THE PROBLEM ▸
Copy the film review below, starting at "At a loss as" and ending at "we should have.", and swap "Buick" for "Honda".

At a loss as to how to revive her Uber income without a car and save the family house, she encounters a Craigslist ad from a married couple of wealthy summer tourists (Matthew Broderick and Broadway’s Laura Benanti) offering a young woman in her early to mid 20s a Buick in exchange for dating their introverted, Princeton-bound son Percy (Andrew Barth Feldman). It’s an improbable concept that could only be a movie premise, but No Hard Feelings sells it well. As does Lawrence, who also serves as producer. There are about a hundred ways that a movie about a woman in her thirties inauthentically preying upon a sweet, virginal teenaged boy out of sheer desperation could go wrong. But Lawrence, as irresistible and spirited as ever, helps erase all the concerns we should have.
Alas, the script by Stupnitsky and John Phillips (Dirty Grandpa) hits its comedy marks far less often than their previous collaboration, 2019’s appealing, Phillips-produced, Stupnitsky-written/directed Good Boys. This plays a lot more like Stupnitsky’s second feature script, Bad Teacher, with which it shares some obvious DNA. It’s hard to believe that Lawrence, a leading lady upgrade from Cameron Diaz in every way imaginable, could somehow end up in a far less entertaining version of Bad Teacher, but that’s what happens. It’s a direct product of a screenplay that writes itself into a corner and struggles to sort out its issues.
There is no doubt that Stupnitsky and Phillips are inspired by comedy movies from their 1980s childhoods, films like Risky Business and Can’t Buy Me Love. That’s a foundation with potential, giving this project some intrigue over the narrowly Gen Z-oriented competition. And Lawrence is as good here as the writing allows her to be, already embracing at 32 an abrasive adult role that actors like Diaz and Charlize Theron in Young Adult waited until their late 30s to play. A Best Actress in a Comedy or Musical nomination from the Golden Globes is not out of the question, albeit out of the conversation.

DATA LISTING ▸
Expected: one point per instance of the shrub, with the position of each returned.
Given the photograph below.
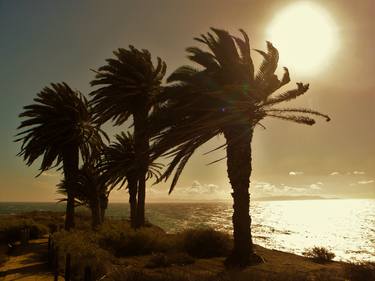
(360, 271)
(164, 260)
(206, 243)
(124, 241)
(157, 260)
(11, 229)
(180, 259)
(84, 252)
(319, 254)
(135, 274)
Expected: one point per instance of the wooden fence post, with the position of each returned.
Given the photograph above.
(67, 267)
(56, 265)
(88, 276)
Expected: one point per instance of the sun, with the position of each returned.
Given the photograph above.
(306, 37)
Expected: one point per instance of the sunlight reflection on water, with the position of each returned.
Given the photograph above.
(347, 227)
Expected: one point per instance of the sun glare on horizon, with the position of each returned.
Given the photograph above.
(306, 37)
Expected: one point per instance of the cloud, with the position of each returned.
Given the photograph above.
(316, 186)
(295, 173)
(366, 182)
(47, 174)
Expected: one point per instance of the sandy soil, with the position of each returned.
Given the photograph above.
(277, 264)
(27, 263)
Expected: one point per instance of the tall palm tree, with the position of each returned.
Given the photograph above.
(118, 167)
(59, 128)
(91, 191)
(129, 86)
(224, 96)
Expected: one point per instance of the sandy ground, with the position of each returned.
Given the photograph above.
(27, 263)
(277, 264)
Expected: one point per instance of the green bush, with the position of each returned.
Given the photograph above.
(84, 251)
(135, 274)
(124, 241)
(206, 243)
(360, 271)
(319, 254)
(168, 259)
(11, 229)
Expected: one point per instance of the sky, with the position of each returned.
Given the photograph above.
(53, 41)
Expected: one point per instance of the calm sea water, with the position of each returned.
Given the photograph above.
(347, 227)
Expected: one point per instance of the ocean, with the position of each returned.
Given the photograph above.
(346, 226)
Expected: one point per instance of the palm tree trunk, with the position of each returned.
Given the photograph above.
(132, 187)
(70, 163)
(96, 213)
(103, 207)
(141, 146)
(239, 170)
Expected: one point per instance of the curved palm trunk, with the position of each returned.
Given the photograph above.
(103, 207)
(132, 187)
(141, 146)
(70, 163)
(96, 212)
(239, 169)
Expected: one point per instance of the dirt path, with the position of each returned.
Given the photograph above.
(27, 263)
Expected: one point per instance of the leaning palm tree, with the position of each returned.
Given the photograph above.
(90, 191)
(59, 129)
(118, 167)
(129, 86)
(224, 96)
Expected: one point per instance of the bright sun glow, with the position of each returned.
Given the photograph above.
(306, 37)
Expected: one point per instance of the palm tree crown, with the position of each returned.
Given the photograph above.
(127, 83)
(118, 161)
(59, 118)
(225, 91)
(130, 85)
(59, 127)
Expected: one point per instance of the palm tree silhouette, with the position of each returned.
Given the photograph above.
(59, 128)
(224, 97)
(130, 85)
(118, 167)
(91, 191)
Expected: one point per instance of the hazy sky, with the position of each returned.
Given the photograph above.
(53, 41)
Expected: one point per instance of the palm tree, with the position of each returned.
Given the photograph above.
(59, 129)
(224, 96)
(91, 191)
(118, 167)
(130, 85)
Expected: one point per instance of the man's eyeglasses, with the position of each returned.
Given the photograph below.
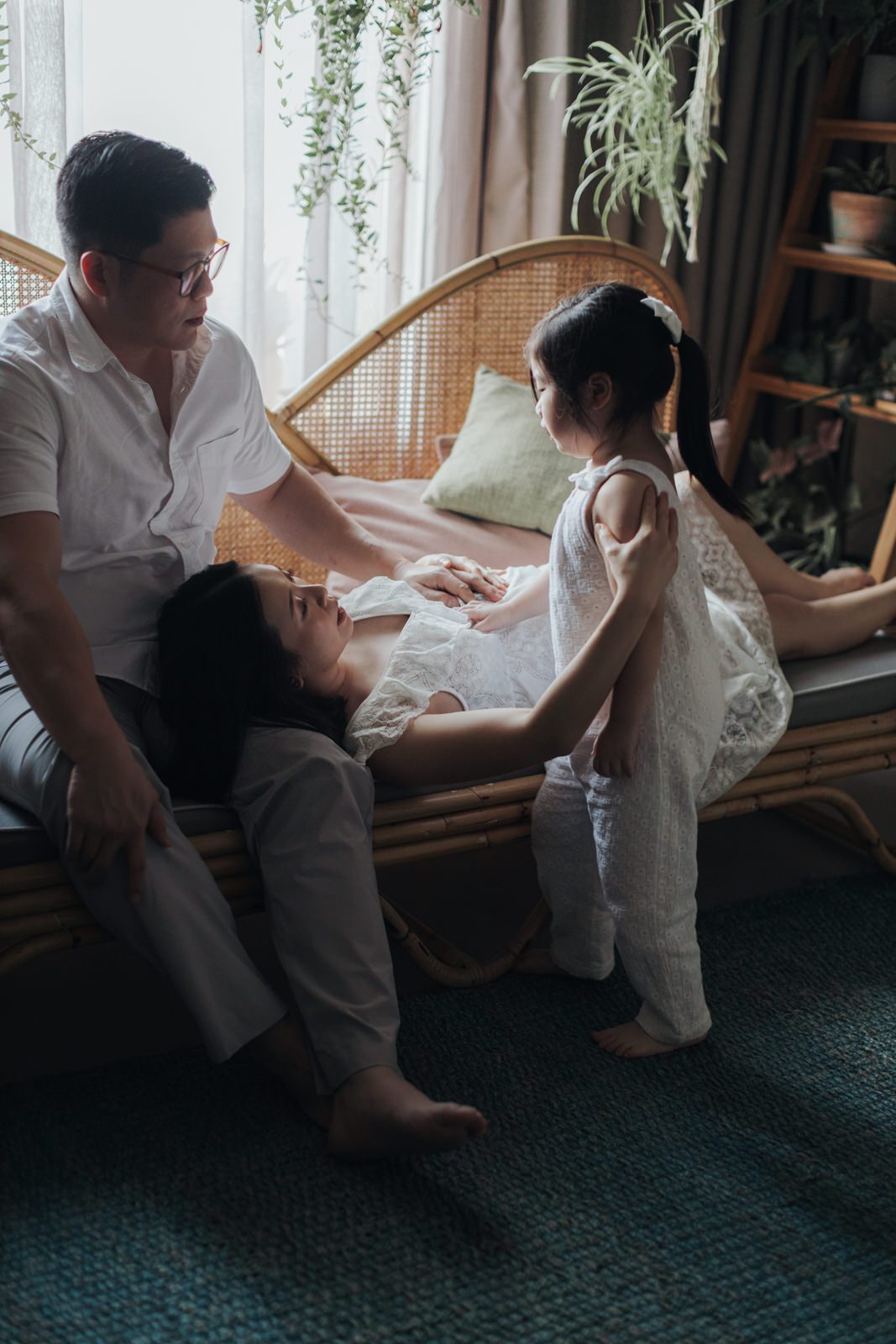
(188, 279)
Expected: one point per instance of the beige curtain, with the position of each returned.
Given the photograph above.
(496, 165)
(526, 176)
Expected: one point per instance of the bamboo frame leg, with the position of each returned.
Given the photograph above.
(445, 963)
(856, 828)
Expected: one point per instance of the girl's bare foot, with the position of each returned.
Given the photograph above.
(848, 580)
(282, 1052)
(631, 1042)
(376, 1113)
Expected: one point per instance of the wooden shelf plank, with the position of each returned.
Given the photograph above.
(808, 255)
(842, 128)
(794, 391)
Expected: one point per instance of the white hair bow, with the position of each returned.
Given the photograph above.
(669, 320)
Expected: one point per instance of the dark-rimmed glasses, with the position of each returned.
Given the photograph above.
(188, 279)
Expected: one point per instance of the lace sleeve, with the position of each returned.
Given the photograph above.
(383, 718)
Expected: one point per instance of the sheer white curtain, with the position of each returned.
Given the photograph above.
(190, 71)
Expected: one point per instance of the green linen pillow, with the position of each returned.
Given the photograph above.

YOUR SOLUTION ▸
At a loss as to how to revive her Uber income without a car and save the family house, she encounters a Craigslist ad from a married couple of wealthy summer tourists (Matthew Broderick and Broadway’s Laura Benanti) offering a young woman in her early to mid 20s a Honda in exchange for dating their introverted, Princeton-bound son Percy (Andrew Barth Feldman). It’s an improbable concept that could only be a movie premise, but No Hard Feelings sells it well. As does Lawrence, who also serves as producer. There are about a hundred ways that a movie about a woman in her thirties inauthentically preying upon a sweet, virginal teenaged boy out of sheer desperation could go wrong. But Lawrence, as irresistible and spirited as ever, helps erase all the concerns we should have.